EXTRACT TO READ >>
Our study presents several limitations. First, we were only interested in psychological networks of quality-of-life dimensions. Yet, a more ecological representation would probably include relationships with other types of issues, such as clinical symptoms, but also potentially genetic features, past symptomatic history, socio-demographic characteristics, and so on. Clearly, knowledge is lacking on how to best model a bio-psycho-social network of multi-level features among psychiatric disorders.

Second, while the SQoL-18 is a very practical tool to measure quality of life in patients with mental disorders, we acknowledge that its construct and content validity may be limited. This is probably inevitable when one wishes to collect data on such a complex and subjective concept.

Third, to represent our psychological networks, we aggregated individuals with similar diagnosis profiles. Potentially, this could represent a case for the so-called “ecological fallacy”, where characteristics at the group level would bias an individual analysis. As discussed above, our psychological network analysis would benefit from an investigation across various socio-demographic strata. That said, and taking a health services research perspective, our results should be interpreted just as we aimed to design our study: as (broadly) ecologically relevant.

WORK TO BE COMPLETED >> Copy everything from "Second, while the" down to "and subjective concept." in the study-limitations passage, changing "practical" to "convenient". Answer using only the study-limitations passage.

SUPPLIED INFORMATION >>
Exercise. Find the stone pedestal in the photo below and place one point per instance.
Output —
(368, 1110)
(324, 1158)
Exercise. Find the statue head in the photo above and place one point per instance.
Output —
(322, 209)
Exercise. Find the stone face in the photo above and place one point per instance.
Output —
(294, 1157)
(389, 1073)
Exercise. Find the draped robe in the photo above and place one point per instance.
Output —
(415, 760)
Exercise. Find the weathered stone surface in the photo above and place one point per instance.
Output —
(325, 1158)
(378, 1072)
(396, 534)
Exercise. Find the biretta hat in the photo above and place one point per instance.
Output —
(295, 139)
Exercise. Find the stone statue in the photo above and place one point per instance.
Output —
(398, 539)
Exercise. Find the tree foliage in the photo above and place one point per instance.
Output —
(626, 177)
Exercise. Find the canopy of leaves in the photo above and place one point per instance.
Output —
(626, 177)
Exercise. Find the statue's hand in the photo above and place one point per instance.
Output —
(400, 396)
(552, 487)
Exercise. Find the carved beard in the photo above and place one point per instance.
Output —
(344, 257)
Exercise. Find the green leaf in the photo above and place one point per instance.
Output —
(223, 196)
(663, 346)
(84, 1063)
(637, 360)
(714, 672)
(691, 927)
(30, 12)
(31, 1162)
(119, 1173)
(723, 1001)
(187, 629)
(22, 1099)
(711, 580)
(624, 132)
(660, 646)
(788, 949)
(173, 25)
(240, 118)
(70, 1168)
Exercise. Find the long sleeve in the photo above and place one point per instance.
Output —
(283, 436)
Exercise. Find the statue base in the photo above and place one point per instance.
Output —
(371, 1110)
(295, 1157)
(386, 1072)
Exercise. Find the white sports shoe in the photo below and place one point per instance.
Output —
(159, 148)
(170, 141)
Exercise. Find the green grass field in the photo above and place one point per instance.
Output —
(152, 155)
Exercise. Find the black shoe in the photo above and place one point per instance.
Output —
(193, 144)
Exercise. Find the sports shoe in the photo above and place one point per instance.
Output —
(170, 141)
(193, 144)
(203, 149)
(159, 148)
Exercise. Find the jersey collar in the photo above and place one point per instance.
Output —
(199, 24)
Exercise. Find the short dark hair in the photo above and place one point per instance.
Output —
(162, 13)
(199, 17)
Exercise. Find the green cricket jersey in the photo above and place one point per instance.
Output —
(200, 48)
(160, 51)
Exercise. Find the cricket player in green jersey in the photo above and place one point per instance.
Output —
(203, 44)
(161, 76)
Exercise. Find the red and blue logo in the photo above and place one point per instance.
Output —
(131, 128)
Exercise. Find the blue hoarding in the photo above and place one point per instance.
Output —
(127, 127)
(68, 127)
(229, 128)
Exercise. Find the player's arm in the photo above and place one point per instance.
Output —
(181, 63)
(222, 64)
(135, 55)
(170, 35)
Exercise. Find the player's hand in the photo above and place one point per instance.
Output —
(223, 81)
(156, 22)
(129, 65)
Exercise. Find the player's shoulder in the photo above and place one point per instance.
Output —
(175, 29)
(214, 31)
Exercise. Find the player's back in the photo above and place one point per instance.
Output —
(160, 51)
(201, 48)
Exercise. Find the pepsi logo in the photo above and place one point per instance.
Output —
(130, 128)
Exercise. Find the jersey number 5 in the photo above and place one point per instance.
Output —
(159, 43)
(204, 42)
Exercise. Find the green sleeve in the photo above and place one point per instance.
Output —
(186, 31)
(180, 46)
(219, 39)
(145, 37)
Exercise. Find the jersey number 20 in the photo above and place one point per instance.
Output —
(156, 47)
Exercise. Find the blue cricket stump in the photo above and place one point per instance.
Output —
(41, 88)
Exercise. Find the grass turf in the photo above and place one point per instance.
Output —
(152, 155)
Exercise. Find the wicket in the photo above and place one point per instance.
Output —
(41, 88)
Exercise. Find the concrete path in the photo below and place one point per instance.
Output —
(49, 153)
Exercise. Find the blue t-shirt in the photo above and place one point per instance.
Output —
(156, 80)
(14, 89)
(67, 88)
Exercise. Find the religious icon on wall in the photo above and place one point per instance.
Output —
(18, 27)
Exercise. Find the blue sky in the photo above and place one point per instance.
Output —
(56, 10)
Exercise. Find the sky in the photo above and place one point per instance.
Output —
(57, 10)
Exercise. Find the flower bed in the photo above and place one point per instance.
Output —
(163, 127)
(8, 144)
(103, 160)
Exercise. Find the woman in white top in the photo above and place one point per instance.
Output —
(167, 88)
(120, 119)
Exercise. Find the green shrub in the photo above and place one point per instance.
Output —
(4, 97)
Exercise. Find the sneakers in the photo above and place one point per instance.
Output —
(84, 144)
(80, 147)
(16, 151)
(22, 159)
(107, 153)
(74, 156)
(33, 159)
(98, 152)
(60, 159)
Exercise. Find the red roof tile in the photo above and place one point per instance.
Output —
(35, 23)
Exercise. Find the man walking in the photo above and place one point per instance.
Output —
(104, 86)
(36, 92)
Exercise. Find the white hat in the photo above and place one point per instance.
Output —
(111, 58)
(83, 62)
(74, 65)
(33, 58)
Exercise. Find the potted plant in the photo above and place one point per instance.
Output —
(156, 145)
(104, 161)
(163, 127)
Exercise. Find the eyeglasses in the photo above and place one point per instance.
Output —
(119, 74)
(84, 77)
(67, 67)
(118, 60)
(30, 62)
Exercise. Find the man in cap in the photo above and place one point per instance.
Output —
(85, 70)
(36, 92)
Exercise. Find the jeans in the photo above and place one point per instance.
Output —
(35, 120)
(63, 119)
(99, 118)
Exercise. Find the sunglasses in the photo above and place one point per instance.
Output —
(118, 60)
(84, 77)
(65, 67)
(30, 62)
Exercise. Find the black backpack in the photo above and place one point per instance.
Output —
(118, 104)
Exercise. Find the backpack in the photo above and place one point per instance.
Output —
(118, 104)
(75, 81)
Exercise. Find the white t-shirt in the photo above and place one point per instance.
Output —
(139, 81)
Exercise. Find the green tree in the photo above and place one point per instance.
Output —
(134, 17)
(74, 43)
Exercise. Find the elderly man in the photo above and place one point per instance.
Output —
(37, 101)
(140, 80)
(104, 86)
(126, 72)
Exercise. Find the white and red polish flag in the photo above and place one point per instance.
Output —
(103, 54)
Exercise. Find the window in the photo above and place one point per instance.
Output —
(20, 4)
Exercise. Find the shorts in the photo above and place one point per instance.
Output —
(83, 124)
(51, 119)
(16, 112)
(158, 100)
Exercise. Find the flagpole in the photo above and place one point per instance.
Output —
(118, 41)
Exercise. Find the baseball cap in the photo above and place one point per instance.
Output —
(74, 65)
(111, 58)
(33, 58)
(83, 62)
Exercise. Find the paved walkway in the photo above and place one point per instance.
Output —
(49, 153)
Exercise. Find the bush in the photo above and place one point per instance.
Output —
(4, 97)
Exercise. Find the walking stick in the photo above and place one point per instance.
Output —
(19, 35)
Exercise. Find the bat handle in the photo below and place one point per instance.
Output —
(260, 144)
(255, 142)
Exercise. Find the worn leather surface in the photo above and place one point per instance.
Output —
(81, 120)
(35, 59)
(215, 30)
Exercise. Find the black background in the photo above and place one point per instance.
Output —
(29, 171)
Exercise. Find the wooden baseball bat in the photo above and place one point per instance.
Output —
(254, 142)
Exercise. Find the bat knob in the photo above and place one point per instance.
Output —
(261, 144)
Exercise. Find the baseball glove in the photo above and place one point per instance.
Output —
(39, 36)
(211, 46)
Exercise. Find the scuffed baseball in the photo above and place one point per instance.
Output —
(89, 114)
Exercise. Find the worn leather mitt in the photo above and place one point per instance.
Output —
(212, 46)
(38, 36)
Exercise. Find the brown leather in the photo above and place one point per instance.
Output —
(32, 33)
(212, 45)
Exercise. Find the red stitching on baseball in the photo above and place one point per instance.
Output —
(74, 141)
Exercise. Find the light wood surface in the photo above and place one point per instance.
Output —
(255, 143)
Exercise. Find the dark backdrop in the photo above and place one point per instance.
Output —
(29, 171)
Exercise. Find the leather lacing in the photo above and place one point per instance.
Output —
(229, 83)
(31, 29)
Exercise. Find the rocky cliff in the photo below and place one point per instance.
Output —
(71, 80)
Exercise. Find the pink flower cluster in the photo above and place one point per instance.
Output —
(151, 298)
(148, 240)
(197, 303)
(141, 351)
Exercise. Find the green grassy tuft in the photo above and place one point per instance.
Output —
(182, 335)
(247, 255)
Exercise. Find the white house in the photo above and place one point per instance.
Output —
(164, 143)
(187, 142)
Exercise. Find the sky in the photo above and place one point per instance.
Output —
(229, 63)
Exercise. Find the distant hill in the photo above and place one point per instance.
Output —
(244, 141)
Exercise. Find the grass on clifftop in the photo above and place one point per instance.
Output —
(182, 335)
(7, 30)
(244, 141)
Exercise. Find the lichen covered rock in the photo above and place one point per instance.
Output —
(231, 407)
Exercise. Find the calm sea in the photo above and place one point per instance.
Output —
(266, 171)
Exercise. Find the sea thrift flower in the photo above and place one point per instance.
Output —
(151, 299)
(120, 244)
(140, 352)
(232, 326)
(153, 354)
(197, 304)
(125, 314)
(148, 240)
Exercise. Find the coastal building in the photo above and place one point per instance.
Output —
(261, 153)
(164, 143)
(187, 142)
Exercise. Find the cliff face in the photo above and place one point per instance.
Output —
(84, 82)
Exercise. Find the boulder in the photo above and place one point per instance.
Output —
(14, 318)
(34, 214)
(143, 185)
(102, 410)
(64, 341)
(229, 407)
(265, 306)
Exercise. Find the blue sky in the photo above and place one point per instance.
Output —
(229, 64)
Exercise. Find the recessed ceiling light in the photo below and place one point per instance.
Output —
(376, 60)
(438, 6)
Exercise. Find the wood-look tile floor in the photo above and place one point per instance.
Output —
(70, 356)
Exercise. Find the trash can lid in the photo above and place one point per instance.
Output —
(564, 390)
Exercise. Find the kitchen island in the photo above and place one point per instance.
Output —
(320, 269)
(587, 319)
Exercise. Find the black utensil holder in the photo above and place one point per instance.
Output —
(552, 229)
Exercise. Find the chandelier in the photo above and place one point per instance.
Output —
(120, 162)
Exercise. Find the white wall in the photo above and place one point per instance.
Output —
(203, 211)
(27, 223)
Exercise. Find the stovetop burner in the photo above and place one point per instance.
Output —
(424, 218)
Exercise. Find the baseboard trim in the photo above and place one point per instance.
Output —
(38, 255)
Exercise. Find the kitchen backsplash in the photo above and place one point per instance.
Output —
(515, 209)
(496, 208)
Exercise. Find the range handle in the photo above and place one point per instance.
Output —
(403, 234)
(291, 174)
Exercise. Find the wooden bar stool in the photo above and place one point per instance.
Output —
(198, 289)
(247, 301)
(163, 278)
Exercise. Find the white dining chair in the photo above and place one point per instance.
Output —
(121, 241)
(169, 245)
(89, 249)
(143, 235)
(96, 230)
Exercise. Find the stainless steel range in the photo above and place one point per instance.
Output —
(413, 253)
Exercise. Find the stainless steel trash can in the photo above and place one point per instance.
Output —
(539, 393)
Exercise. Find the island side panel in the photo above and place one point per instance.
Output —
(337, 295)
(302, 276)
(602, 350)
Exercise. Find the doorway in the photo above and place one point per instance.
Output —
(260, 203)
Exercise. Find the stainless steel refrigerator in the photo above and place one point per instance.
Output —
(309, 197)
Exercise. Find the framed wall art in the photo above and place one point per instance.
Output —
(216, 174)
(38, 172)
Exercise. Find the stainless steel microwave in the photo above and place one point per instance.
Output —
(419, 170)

WRITTEN SOLUTION >>
Second, while the SQoL-18 is a very convenient tool to measure quality of life in patients with mental disorders, we acknowledge that its construct and content validity may be limited. This is probably inevitable when one wishes to collect data on such a complex and subjective concept.